» **TEXT EXTRACT**:

—————

Normalize messy JSONL into dict-only, deduplicated, BigQuery-friendly JSONL with discard logs.
Project description
jsonl-normalizer
A fast, fault-tolerant tool that normalizes messy JSONL files into clean, dict-only, BigQuery-friendly JSONL. Supports discard logging, SHA-256 deduplication, JSONL concatenation, and mixed-type top-level lines (dicts, lists, strings, numbers).
🚀 Features
Normalization
-
Normalize any JSONL file
- Accepts dicts, lists, numbers, strings, malformed lines
- Extracts dicts from lists
- Logs non-dict elements instead of failing
-
BigQuery-friendly output
Ensures one JSON object per line. -
Robust error handling
- Malformed JSON → logged
- Non-dict top-level values → logged
- Mixed lists → dicts kept, junk discarded
-
Optional SHA-256 deduplication
Canonical JSON hashing removes duplicate objects across large files. -
Zero dependencies
Pure standard library. Fast and lightweight.
NEW (v0.2.0): JSONL Concatenation
- Combine many
normalized_*.jsonlfiles into one newline-delimited JSONL - Perfect for BigQuery (
NEWLINE_DELIMITED_JSON) - Optional dedupe via SHA-256
- Gentle warnings for non-standard output filenames
- Clean argparse-based CLI (
jsonl-concat)
📦 Installation
pip install jsonl-normalizer
Development install:
pip install -e .
🖥️ CLI Usage
1. Normalize JSONL
Normalize a JSONL file:
jsonl-normalize input.jsonl
Produces:
normalized.jsonl # clean dict-only output
discarded.jsonl # log of malformed or discarded items
Enable deduplication:
jsonl-normalize input.jsonl --dedupe
Specify custom output:
jsonl-normalize input.jsonl --output clean.jsonl --discarded junk.jsonl
🔗 NEW: jsonl-concat — JSONL Concatenation Tool
jsonl-concat concatenates multiple normalized JSONL files into a single multi-line JSONL file.
This is ideal when your workflow produces many files such as:
norm_jsonl/
normalized_0044a4b1d5099e2a.jsonl
normalized_007b2d5c01abc0b9.jsonl
normalized_02231d6de9a07833.jsonl
...

—————

» **RAW DATA**:
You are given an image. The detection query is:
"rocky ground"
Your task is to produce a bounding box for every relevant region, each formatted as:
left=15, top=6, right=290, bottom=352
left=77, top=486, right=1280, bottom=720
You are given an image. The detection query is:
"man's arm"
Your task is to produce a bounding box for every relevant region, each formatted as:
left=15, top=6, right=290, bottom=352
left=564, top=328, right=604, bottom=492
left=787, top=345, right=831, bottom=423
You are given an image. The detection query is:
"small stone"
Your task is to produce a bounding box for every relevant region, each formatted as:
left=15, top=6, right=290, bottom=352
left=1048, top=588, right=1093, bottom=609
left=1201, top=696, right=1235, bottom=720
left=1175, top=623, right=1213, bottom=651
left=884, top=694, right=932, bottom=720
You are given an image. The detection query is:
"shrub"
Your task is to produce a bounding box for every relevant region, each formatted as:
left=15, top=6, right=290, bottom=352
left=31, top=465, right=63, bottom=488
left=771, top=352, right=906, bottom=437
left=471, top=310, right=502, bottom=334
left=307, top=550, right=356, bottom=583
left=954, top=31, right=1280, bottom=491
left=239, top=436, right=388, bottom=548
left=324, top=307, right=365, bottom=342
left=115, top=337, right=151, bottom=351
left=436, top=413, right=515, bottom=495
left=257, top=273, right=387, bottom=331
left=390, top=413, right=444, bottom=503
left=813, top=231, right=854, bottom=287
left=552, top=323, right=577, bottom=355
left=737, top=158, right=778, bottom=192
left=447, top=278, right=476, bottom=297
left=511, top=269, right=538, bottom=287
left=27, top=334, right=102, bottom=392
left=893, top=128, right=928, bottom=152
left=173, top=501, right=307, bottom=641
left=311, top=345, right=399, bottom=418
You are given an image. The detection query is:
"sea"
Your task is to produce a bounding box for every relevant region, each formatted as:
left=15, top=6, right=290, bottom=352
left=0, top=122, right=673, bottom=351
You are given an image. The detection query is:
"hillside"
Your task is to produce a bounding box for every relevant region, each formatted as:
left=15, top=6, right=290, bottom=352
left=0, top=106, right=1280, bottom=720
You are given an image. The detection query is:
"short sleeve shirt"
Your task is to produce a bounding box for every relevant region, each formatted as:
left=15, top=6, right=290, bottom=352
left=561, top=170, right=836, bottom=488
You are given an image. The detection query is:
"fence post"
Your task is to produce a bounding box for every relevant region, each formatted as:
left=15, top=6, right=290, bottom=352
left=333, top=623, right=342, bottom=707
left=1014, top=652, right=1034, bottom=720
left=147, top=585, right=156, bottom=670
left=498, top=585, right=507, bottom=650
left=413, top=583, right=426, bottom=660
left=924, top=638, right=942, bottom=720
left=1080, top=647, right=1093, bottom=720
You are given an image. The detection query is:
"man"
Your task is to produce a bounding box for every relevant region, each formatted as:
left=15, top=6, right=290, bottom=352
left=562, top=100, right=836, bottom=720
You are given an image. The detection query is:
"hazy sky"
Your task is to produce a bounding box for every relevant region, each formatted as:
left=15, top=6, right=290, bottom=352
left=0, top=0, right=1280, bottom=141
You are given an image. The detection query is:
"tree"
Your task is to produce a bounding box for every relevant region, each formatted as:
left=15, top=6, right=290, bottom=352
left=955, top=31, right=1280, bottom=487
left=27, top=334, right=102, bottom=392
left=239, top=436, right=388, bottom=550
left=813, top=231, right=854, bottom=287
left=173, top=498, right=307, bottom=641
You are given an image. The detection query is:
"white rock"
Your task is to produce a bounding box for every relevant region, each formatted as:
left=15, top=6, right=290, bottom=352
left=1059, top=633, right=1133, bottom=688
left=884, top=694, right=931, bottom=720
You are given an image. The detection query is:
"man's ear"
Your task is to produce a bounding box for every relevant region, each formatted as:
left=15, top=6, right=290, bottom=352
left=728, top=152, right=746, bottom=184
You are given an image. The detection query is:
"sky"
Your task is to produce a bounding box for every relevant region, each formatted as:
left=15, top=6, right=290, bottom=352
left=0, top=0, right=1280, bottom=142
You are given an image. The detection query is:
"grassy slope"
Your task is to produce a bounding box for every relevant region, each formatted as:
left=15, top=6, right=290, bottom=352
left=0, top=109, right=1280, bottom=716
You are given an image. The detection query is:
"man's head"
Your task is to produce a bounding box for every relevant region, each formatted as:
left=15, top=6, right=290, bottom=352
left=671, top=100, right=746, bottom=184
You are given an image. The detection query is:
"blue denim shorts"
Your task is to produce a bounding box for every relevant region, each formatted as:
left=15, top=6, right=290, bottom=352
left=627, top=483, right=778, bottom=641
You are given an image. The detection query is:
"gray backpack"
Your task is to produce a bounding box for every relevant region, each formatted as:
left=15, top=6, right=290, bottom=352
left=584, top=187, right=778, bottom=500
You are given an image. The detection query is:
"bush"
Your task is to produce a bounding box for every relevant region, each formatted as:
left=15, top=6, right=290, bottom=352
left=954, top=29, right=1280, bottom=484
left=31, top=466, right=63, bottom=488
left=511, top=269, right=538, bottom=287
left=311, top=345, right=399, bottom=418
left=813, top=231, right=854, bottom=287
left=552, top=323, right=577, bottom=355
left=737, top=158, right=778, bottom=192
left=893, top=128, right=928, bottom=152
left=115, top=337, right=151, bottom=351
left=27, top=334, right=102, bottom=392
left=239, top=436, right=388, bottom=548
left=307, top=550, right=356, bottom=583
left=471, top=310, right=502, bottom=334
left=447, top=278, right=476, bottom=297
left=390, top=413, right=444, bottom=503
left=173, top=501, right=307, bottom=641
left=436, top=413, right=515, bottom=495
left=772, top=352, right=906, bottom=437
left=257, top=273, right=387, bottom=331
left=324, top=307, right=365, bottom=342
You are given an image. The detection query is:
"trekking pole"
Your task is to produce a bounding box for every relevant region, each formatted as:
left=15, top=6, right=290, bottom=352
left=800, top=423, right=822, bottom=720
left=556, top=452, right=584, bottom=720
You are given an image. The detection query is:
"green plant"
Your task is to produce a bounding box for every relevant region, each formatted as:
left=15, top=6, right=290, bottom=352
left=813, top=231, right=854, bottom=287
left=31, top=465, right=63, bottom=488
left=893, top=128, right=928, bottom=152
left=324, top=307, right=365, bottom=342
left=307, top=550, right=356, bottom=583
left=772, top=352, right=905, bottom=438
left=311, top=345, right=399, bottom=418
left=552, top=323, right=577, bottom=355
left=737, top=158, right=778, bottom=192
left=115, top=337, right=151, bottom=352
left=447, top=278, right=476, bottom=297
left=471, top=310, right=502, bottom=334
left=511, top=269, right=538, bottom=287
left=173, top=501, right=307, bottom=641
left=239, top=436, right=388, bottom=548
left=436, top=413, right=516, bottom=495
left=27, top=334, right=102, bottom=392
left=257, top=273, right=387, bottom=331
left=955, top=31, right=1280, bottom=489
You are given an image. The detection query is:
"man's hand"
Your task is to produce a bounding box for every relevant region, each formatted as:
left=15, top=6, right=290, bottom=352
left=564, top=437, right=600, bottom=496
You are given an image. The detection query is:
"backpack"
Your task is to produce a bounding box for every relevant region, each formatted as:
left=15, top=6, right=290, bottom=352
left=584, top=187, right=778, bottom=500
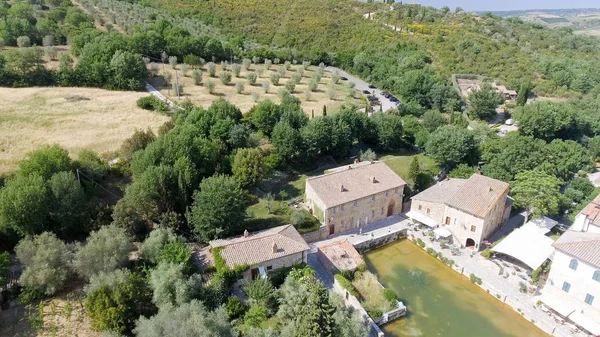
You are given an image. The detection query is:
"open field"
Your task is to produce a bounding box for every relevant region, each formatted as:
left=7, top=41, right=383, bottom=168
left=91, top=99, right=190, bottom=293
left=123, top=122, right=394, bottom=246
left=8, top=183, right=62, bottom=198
left=0, top=88, right=169, bottom=173
left=148, top=64, right=364, bottom=117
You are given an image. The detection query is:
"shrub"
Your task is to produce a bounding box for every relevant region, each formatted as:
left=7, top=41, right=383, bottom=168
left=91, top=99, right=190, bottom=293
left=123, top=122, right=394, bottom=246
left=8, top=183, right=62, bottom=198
left=17, top=36, right=31, bottom=48
left=204, top=80, right=215, bottom=95
left=15, top=232, right=72, bottom=297
left=219, top=71, right=231, bottom=85
left=246, top=72, right=256, bottom=85
left=181, top=63, right=190, bottom=76
left=242, top=59, right=252, bottom=70
left=169, top=56, right=177, bottom=69
left=244, top=305, right=267, bottom=328
left=192, top=69, right=202, bottom=85
left=271, top=73, right=281, bottom=85
left=235, top=82, right=244, bottom=94
left=225, top=296, right=248, bottom=320
left=206, top=62, right=217, bottom=77
left=136, top=95, right=169, bottom=112
left=231, top=63, right=242, bottom=77
left=469, top=273, right=483, bottom=285
left=285, top=80, right=296, bottom=93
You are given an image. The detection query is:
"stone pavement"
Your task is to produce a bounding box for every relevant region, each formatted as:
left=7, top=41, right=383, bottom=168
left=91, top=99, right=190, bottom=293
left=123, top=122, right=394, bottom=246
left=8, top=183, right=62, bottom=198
left=408, top=227, right=588, bottom=337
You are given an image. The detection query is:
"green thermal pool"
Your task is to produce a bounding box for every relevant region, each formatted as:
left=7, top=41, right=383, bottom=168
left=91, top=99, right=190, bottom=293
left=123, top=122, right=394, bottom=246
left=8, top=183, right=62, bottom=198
left=365, top=240, right=548, bottom=337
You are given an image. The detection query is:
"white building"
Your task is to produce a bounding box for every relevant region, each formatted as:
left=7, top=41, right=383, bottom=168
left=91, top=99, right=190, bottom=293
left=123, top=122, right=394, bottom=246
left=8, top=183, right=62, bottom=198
left=541, top=196, right=600, bottom=336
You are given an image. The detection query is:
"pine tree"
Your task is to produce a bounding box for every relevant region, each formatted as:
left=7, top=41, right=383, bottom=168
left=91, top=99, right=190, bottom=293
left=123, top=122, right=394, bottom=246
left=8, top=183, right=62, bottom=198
left=408, top=156, right=421, bottom=190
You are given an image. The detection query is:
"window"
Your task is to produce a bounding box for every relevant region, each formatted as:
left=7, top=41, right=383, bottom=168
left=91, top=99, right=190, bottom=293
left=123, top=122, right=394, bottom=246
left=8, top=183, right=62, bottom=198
left=569, top=259, right=579, bottom=270
left=585, top=294, right=594, bottom=305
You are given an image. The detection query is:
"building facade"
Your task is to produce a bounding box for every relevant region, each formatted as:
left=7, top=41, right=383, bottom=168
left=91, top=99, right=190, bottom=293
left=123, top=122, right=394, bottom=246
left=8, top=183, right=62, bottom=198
left=541, top=196, right=600, bottom=336
left=407, top=174, right=512, bottom=249
left=210, top=225, right=309, bottom=280
left=305, top=162, right=406, bottom=234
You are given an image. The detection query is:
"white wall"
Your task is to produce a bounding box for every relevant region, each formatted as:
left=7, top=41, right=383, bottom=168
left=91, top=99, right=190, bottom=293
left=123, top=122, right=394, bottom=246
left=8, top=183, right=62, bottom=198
left=546, top=250, right=600, bottom=310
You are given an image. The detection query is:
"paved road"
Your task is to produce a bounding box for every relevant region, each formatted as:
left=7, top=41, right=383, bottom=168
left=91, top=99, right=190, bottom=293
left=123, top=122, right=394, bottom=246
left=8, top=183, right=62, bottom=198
left=325, top=67, right=396, bottom=111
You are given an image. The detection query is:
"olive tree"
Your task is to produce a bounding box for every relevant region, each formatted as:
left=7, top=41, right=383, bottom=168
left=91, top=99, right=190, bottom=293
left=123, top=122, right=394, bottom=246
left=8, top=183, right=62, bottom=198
left=73, top=224, right=133, bottom=279
left=15, top=232, right=73, bottom=296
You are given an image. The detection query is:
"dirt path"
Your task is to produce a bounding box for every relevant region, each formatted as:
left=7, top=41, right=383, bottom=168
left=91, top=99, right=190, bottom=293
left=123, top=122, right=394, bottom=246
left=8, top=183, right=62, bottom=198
left=71, top=0, right=126, bottom=35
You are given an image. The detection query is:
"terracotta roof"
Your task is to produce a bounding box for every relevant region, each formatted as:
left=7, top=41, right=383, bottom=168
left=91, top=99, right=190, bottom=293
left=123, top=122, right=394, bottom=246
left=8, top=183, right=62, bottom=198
left=412, top=179, right=467, bottom=203
left=446, top=174, right=510, bottom=218
left=210, top=225, right=309, bottom=268
left=306, top=162, right=406, bottom=208
left=318, top=239, right=365, bottom=270
left=553, top=230, right=600, bottom=268
left=581, top=195, right=600, bottom=226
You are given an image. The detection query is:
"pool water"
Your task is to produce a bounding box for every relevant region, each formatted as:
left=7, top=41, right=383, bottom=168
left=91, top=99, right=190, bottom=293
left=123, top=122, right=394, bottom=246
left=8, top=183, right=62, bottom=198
left=365, top=240, right=548, bottom=337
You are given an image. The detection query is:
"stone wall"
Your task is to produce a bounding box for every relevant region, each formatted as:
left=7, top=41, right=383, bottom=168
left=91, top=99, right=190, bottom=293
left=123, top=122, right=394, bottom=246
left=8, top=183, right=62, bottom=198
left=302, top=225, right=329, bottom=243
left=354, top=228, right=407, bottom=254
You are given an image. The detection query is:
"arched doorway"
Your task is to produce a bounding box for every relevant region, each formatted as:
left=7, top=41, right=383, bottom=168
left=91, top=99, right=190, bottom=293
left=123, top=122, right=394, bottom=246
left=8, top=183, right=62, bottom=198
left=387, top=200, right=396, bottom=216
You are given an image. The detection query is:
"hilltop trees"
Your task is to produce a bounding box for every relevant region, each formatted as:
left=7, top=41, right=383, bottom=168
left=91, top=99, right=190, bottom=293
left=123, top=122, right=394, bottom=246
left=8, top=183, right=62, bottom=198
left=425, top=125, right=475, bottom=168
left=469, top=84, right=504, bottom=120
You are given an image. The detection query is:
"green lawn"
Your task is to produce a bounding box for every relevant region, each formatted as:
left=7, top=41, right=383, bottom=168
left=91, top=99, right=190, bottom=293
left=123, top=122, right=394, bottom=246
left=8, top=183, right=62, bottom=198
left=379, top=151, right=440, bottom=184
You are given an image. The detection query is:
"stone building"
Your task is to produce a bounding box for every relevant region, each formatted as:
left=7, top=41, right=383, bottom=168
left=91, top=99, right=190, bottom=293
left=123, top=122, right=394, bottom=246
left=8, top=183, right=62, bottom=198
left=210, top=225, right=309, bottom=280
left=305, top=162, right=406, bottom=235
left=406, top=174, right=512, bottom=249
left=540, top=196, right=600, bottom=336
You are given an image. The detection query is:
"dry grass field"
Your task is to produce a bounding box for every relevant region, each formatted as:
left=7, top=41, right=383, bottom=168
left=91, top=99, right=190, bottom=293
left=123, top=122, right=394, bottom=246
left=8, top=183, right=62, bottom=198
left=148, top=64, right=364, bottom=117
left=0, top=88, right=169, bottom=173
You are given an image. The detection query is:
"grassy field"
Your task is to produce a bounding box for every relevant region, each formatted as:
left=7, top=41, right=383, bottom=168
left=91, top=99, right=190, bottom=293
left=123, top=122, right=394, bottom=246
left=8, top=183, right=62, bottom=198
left=148, top=64, right=364, bottom=117
left=0, top=88, right=169, bottom=173
left=379, top=152, right=440, bottom=184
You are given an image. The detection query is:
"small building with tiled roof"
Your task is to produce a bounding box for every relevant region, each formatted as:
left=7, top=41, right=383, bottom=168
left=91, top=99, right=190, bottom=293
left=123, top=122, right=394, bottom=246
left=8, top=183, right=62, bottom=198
left=541, top=196, right=600, bottom=336
left=407, top=173, right=512, bottom=249
left=210, top=225, right=309, bottom=280
left=305, top=161, right=406, bottom=234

—————

» **WORK TO COMPLETE**:
1/ Decide whether each statement agrees with the jsonl-normalizer project description, answering yes or no and quoting the deciding words: (a) the tool requires third-party packages; (b) malformed JSON lines are logged rather than causing failure; (c) deduplication relies on SHA-256 hashing.
2/ Transcribe the jsonl-normalizer project description between "NEW (v0.2.0): JSONL" and "install -e .", inclusive.
3/ According to the jsonl-normalizer project description, which two files does running jsonl-normalize on an input file produce?

» **ANSWERS BELOW**:
1/
(a) No: "Zero dependencies" and "Pure standard library."
(b) Yes: "Malformed JSON → logged"
(c) Yes: "Optional SHA-256 deduplication"

2/
NEW (v0.2.0): JSONL Concatenation
- Combine many
normalized_*.jsonlfiles into one newline-delimited JSONL - Perfect for BigQuery (
NEWLINE_DELIMITED_JSON) - Optional dedupe via SHA-256
- Gentle warnings for non-standard output filenames
- Clean argparse-based CLI (
jsonl-concat)
📦 Installation
pip install jsonl-normalizer
Development install:
pip install -e .

3/ normalized.jsonl, the clean dict-only output, and discarded.jsonl, a log of malformed or discarded items.